** Action item **
Scan the records for the word "facade". Report each line where it occurs.

** Listed entries **
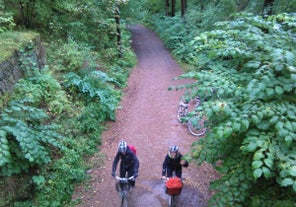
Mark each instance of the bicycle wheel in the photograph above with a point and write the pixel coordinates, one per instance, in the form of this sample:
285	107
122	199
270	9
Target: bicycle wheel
172	201
124	202
196	126
181	113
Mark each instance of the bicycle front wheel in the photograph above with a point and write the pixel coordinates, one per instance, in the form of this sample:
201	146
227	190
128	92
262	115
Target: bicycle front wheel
181	113
172	201
124	202
196	126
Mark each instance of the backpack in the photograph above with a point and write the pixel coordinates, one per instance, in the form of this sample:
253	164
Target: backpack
133	149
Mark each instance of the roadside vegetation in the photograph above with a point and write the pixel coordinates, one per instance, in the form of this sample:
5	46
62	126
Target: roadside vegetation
54	118
242	50
243	58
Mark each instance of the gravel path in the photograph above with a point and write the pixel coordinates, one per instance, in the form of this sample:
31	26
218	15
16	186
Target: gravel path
147	119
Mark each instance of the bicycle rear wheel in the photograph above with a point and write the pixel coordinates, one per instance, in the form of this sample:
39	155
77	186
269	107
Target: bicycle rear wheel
181	113
172	201
124	202
196	126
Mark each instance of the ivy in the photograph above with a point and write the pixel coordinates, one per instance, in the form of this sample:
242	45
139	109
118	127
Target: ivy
250	64
25	138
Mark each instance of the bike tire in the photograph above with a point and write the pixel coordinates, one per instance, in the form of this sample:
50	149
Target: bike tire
124	202
172	201
181	113
196	126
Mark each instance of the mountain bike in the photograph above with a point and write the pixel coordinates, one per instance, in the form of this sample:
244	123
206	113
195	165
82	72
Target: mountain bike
196	125
173	192
123	187
195	122
182	110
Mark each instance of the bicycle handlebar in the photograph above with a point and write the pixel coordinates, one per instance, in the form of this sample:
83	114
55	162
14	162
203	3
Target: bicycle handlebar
124	179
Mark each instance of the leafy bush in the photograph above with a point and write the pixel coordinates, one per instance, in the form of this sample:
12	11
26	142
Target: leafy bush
250	63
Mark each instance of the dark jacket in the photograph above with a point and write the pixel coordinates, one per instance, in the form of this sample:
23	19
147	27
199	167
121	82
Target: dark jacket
127	161
172	163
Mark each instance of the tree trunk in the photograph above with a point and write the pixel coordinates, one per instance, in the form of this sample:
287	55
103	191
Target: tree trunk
267	7
183	7
173	7
118	32
166	5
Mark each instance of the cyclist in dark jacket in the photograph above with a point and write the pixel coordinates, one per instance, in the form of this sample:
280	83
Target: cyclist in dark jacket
173	162
129	163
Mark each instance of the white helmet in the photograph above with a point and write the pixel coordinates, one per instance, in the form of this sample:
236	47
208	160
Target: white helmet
122	146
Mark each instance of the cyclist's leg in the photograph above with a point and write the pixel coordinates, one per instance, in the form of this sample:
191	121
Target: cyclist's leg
122	174
178	172
169	172
130	173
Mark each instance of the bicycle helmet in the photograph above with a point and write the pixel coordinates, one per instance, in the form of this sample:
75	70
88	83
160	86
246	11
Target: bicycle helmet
122	146
174	149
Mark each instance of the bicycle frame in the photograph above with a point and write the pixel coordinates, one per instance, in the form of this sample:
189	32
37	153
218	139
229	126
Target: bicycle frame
172	198
123	189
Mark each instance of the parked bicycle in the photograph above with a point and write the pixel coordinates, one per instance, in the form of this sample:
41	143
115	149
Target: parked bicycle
123	187
195	121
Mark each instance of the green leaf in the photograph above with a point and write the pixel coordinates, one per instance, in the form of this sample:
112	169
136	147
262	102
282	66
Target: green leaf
286	182
283	132
255	119
258	155
279	125
274	119
257	173
266	172
245	124
227	132
279	90
257	164
291	114
236	126
292	171
268	162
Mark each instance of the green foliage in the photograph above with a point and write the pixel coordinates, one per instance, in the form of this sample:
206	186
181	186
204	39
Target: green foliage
26	138
250	64
94	87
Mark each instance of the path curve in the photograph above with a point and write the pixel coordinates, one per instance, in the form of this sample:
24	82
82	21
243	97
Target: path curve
147	119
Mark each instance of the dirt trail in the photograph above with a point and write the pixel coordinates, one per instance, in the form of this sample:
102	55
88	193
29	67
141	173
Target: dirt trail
147	119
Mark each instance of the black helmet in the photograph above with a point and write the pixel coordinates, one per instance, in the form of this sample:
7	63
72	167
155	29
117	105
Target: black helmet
174	149
122	146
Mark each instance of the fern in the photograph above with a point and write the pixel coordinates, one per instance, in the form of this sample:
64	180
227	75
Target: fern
95	87
25	134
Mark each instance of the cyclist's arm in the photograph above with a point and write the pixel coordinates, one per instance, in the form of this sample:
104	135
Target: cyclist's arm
184	163
136	163
115	162
164	165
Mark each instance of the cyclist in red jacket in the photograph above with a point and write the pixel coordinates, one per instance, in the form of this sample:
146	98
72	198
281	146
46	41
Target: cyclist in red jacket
129	163
173	162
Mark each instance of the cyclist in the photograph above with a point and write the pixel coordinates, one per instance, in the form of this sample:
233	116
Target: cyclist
173	162
129	163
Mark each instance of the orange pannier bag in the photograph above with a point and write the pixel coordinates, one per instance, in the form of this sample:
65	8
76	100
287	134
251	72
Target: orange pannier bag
174	186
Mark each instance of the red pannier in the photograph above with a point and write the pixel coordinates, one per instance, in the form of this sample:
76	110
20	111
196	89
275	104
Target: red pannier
174	186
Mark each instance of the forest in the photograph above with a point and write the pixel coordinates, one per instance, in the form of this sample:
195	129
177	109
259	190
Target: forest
241	53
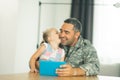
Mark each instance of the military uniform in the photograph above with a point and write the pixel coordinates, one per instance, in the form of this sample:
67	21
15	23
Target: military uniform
83	55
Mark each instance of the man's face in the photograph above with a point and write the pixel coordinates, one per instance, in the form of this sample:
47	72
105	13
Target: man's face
67	34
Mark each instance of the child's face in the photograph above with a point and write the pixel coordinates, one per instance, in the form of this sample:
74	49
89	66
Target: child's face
55	36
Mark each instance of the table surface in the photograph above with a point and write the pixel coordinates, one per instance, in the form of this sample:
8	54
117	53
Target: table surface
36	76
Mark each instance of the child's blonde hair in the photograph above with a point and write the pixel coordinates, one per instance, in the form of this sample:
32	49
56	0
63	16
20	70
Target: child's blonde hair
47	33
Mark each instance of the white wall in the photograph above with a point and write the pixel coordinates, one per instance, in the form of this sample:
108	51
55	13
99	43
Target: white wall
19	30
8	27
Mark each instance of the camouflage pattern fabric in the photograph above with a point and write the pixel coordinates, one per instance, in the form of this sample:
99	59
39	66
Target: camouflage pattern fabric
83	55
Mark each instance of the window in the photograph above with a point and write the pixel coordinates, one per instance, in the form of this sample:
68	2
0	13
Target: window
106	36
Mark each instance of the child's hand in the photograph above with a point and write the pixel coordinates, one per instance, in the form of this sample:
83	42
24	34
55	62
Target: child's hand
34	70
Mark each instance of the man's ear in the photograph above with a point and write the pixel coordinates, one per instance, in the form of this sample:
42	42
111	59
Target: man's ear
77	34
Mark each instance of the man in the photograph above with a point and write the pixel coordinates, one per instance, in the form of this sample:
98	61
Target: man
81	56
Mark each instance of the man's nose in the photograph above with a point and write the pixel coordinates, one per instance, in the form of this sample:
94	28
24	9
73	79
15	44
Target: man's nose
62	34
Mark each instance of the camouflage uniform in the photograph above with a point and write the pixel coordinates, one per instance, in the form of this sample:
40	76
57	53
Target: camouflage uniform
83	55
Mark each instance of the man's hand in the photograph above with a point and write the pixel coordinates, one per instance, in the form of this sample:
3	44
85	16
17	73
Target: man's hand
65	70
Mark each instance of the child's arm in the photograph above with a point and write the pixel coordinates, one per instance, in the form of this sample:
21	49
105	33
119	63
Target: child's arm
34	58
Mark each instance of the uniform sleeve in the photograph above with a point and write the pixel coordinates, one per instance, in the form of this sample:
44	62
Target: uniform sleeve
63	53
92	65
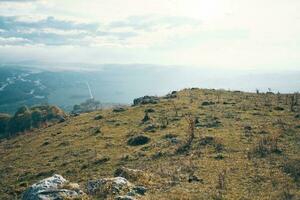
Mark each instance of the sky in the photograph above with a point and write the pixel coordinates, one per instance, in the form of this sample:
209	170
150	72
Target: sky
225	34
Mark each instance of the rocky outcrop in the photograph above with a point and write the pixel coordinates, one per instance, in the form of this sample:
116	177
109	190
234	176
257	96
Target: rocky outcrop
138	140
117	188
146	100
27	118
53	188
4	124
133	175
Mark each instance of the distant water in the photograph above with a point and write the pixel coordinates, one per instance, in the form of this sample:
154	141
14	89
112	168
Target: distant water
120	84
123	84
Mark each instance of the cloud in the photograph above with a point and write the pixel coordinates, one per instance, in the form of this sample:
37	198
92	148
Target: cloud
128	32
17	1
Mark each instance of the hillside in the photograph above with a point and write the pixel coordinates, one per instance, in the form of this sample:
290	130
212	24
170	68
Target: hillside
245	146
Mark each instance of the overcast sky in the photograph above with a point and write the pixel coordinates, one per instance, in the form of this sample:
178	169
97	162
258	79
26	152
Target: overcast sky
235	34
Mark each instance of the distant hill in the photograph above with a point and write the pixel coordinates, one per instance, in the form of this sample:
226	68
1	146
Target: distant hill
26	119
190	144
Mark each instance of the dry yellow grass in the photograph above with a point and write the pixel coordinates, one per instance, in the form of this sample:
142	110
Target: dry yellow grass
223	153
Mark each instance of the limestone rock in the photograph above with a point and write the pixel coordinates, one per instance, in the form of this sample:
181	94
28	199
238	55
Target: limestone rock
53	188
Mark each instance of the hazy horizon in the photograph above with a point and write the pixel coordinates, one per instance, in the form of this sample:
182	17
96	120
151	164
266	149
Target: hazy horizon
218	34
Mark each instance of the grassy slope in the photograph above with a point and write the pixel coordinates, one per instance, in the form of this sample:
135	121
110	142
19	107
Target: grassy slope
72	149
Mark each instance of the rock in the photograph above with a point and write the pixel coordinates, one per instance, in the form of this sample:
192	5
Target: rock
247	128
109	187
53	188
27	118
138	140
207	103
149	110
119	109
194	178
117	188
146	100
278	108
170	96
141	190
151	128
132	174
126	197
4	124
146	118
98	117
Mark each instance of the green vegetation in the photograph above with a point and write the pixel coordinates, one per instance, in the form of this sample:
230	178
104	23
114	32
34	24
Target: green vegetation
236	146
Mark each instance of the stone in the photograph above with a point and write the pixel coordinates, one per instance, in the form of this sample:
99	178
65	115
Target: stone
98	117
109	187
114	188
53	188
132	174
138	140
119	109
145	100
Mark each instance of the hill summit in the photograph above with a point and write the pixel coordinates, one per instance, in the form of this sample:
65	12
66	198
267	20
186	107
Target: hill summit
190	144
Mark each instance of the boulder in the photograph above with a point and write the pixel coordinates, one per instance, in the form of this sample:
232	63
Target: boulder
117	188
138	140
53	188
133	175
119	109
145	100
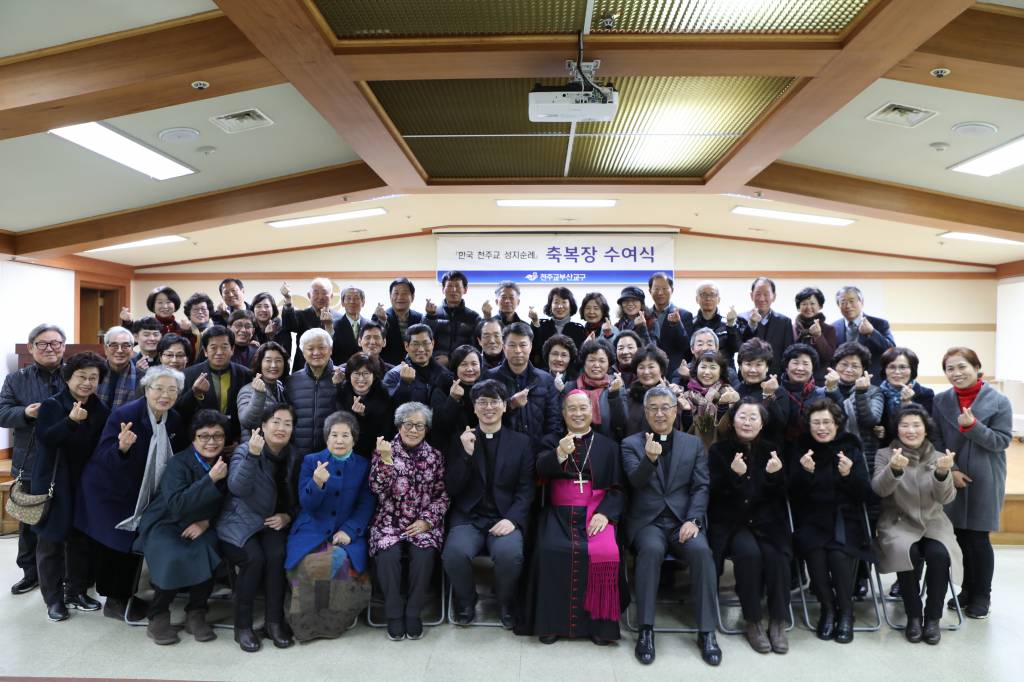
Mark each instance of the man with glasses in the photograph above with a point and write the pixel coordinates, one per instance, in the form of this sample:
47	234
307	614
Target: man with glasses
535	406
668	473
23	393
417	377
121	382
489	478
214	383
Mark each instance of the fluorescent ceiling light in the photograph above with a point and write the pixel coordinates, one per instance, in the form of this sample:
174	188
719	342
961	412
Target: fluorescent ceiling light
556	203
994	161
170	239
117	146
796	217
973	237
330	217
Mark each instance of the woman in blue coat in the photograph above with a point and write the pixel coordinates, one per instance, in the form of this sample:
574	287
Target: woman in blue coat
122	476
328	544
68	429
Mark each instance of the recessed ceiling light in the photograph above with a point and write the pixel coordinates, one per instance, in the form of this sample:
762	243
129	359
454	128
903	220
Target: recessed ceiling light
114	144
974	237
330	217
556	203
993	162
788	215
156	241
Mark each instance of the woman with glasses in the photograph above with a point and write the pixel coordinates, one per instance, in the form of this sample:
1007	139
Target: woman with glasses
266	389
327	549
174	535
122	477
828	485
408	478
363	394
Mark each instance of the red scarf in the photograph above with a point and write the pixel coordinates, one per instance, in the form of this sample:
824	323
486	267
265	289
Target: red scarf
594	388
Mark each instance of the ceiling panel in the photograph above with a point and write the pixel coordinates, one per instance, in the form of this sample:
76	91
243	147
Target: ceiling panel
848	142
33	25
45	179
417	18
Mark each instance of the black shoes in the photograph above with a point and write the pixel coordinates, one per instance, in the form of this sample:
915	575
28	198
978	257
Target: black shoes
82	602
247	639
56	612
826	624
281	634
932	633
645	645
710	650
27	584
844	629
395	630
912	630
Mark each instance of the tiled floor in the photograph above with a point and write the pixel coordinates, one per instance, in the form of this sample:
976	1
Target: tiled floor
89	645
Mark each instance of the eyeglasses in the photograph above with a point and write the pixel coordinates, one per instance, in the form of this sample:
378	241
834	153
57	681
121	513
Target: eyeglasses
207	437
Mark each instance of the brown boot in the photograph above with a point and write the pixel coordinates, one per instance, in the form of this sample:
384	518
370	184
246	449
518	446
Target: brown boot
161	631
756	636
776	633
197	626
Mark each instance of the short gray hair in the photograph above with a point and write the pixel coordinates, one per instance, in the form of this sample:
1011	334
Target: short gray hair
157	371
843	291
704	331
42	329
658	391
407	410
114	331
314	333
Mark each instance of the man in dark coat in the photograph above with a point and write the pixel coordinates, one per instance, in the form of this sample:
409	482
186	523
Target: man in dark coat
535	406
668	474
214	383
23	393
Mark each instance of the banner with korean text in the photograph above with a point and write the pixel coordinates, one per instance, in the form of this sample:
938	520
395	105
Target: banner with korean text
550	258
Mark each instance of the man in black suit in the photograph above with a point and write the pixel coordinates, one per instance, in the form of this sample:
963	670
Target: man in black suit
318	314
668	474
214	383
399	317
765	324
489	477
872	333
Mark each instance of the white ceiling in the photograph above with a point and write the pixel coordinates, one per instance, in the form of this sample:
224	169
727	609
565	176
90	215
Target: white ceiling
45	179
33	25
709	214
850	143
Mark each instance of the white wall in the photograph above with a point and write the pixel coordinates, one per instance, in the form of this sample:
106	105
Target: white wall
32	295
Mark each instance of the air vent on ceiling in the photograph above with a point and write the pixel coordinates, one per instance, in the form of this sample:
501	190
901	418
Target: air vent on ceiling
901	115
248	119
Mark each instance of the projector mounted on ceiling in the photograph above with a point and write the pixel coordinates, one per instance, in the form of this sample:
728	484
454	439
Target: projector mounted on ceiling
579	100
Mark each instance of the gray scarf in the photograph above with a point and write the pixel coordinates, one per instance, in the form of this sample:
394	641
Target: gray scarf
156	461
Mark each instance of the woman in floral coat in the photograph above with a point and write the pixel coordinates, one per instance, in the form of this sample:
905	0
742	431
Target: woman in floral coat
408	477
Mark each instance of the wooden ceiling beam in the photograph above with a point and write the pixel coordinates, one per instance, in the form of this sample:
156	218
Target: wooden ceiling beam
289	37
301	192
860	196
983	50
894	30
127	73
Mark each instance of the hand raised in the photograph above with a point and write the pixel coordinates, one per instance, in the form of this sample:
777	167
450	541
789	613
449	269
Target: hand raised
321	474
738	466
78	413
468	439
807	461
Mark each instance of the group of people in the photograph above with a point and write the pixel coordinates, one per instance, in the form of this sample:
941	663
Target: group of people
578	455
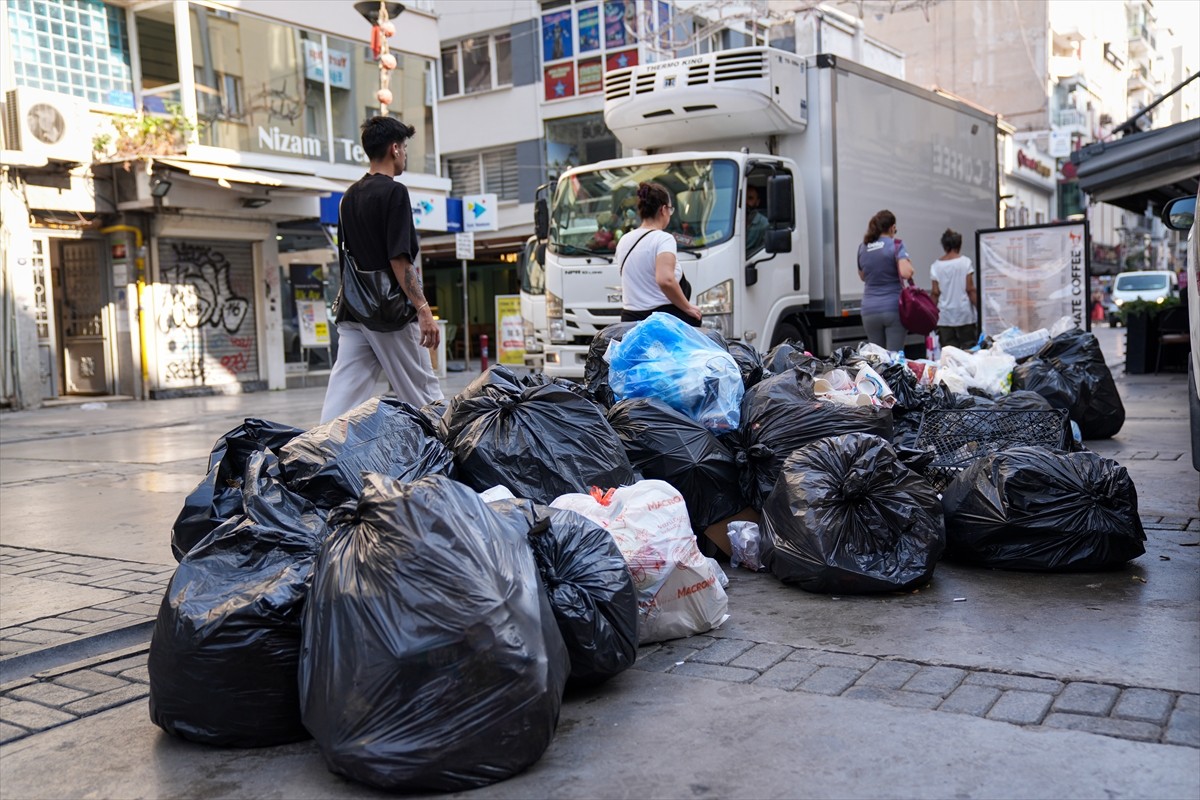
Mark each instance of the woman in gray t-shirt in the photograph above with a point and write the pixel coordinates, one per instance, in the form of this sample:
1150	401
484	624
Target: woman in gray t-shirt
883	265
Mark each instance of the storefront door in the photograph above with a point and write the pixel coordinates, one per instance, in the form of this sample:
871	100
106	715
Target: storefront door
82	304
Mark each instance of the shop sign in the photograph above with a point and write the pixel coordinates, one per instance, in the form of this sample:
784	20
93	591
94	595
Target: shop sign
559	80
510	331
315	65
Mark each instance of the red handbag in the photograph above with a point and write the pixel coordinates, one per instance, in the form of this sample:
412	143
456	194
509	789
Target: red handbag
918	312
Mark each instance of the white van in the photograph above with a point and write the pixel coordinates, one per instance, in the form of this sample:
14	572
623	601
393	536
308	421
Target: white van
1152	286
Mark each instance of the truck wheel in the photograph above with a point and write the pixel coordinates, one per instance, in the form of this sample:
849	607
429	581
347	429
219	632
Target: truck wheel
785	331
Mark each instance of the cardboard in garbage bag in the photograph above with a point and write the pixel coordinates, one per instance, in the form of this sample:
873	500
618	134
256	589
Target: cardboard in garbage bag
847	517
679	591
588	584
1041	510
663	444
219	495
431	657
226	645
383	434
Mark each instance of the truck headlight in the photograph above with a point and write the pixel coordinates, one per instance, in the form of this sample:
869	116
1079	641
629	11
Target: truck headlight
718	300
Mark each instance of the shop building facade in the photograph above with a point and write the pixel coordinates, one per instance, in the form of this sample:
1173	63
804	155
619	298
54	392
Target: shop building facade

** Finished task **
Mark each instance of the shop building facade in the photograph above with a point and write the pixel coordinates, one per instance, in the form of this sample:
Target: shop building facade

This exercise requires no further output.